## REQUIRED WORK
Pull out every line in the material below that contains the word "wooden", keeping the lines in their original order.

-- BEGIN STORED DATA --

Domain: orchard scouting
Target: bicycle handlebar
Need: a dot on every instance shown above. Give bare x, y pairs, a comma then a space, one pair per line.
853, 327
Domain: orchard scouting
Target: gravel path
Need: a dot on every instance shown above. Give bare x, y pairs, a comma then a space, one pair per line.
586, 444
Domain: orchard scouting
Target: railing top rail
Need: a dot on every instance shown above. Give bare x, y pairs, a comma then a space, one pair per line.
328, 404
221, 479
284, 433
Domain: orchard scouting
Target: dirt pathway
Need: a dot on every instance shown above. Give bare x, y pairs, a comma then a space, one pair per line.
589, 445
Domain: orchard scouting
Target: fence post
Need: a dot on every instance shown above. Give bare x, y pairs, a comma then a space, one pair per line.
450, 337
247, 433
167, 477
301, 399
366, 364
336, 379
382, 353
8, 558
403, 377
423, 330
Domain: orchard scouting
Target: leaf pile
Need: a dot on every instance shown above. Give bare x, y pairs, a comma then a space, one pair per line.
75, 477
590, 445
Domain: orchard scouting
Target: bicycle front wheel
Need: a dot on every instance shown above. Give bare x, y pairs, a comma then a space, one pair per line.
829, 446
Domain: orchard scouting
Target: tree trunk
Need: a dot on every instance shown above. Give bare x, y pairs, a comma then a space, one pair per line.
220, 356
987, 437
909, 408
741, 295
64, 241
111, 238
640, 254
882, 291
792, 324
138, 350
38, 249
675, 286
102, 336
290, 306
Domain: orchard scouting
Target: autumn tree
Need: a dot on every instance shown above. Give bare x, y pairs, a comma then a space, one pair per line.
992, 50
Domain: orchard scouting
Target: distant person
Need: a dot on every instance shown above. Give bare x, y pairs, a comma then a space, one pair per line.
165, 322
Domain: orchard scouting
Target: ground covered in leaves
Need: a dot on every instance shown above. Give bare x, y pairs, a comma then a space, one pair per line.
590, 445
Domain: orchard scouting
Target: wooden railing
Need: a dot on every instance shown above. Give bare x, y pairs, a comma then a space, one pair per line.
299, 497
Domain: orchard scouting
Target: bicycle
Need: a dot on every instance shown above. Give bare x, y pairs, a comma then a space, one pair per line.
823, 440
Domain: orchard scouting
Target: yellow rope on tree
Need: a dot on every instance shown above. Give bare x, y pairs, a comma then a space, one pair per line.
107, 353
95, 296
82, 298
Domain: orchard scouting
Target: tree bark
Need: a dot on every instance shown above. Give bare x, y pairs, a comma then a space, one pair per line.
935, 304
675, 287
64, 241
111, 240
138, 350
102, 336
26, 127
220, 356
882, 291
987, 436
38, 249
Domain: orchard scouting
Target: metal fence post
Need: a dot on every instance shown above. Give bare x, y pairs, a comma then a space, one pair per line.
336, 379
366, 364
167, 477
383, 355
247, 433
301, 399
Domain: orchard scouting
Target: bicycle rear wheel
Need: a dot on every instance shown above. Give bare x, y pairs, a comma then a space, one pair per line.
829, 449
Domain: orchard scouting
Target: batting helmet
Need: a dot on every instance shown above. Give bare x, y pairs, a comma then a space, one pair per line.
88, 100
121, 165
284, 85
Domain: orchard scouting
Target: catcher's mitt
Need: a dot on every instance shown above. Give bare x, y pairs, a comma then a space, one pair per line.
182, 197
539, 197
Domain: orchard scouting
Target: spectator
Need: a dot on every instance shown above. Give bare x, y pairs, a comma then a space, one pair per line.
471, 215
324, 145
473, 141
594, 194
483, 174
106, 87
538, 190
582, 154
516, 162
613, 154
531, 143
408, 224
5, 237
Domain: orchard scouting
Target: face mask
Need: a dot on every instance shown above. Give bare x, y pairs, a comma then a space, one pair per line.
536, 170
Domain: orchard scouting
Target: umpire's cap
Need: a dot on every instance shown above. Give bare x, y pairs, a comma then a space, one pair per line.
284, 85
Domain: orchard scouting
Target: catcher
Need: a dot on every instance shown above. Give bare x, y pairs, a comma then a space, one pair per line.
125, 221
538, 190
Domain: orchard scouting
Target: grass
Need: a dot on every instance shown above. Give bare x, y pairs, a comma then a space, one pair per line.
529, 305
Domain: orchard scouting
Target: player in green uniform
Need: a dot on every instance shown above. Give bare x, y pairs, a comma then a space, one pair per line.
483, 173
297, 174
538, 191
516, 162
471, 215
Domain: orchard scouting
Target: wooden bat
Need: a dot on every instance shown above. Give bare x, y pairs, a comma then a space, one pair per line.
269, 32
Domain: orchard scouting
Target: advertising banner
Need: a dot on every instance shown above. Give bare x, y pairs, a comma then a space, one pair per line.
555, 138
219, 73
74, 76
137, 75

-- END STORED DATA --

## ANSWER TO THIS TASK
Target: wooden railing
Target: wooden bat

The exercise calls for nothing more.